FRAGMENTO DEL DOCUMENTO:
________________

La «operación desconexión», organizada y dirigida por Oriol Junqueras desde la vicepresidencia de la Generalitat, se ha saldado con un rotundo y traumático fracaso. A medida que pasan los días y semanas es más perceptible el alcance del desastre que ha provocado esta estrategia para lograr la independencia. Tres son las causas que nos han […]
La «operación desconexión», organizada y dirigida por Oriol Junqueras desde la vicepresidencia de la Generalitat, se ha saldado con un rotundo y traumático fracaso. A medida que pasan los días y semanas es más perceptible el alcance del desastre que ha provocado esta estrategia para lograr la independencia. Tres son las causas que nos han conducido a este pozo de la historia:
1. La deficiente percepción de cuál podría ser la reacción de las instituciones del Estado español ante el envite de los secesionistas.
2. La ingenuidad de los cálculos hechos sobre el reconocimiento internacional -y, en especial, de los países de la Unión Europea- que tendría la autoproclamada República catalana.
3. La debilidad y la improvisación de las supuestas estructuras de Estado que tenían que sustituir automáticamente a la administración española y garantizar la autosuficiencia financiera para la prestación de obligaciones fundamentales, como el pago de las pensiones.
Vista en perspectiva, y prescindiendo del alta carga emocional de los episodios vividos (la represión policial del 1-O, el encarcelamiento de Oriol Junqueras, Joaquim Forn y los Jordis y el alejamiento de Carles Puigdemont y de los cuatro ex-consejeros a Bélgica), la «operación desconexión» denota una falta de rigor y de madurez espeluznantes. Se diría que hemos asistido a una gamberrada política perpetrada por niños que ahora lloran, rabiosos, por haberse quedado sin su juguete y que se quejan del castigo que reciben por su travesura.
Con una frivolidad que roza la irresponsabilidad, el estado mayor independentista no sólo ha destruido el bello sueño de la República catalana: también se ha cargado la autonomía que, con duras penas y trabajos, recuperamos después de la larga noche de la dictadura franquista. Sólo por eso, los autores de esta patochada, empezando por Oriol Junqueras, tendrían que retirarse de la primera línea de la actividad política.
La aplicación del artículo 155 de la Constitución es como la Ciudadela que ordenó construir el rey Felipe V para controlar la población de Barcelona después de la guerra de Sucesión. El desafío de las leyes del 6 y 8 de septiembre del año pasado -y de todo el que vino a continuación- lo pagaremos muy caro y durante mucho tiempo.

________________

TAREA PROPUESTA A:
Cuente las líneas de los registros en las que figura la cadena "sandy". Indique únicamente el número.

________________

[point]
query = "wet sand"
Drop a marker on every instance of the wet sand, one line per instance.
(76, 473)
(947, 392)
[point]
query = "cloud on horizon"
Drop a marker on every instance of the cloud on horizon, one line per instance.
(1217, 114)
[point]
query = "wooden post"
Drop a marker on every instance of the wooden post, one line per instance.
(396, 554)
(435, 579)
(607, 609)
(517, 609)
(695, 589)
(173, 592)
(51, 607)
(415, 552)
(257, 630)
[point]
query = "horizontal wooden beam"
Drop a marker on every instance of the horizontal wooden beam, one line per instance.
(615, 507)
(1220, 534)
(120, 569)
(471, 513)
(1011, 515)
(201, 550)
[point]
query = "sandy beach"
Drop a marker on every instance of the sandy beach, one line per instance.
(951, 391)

________________

TAREA PROPUESTA B:
Redacte de forma más breve el párrafo del texto que comienza con «Con una frivolidad que roza la irresponsabilidad», conservando sus datos principales.

SOLUCIÓN DEL EJERCICIO A:
2

SOLUCIÓN DEL EJERCICIO B:
Con una frivolidad cercana a la irresponsabilidad, el estado mayor independentista ha destruido el sueño de la República catalana. También ha acabado con la autonomía que se recuperó con gran esfuerzo tras la dictadura franquista. Por ello, los autores de esta patochada, empezando por Oriol Junqueras, deberían retirarse de la primera línea política.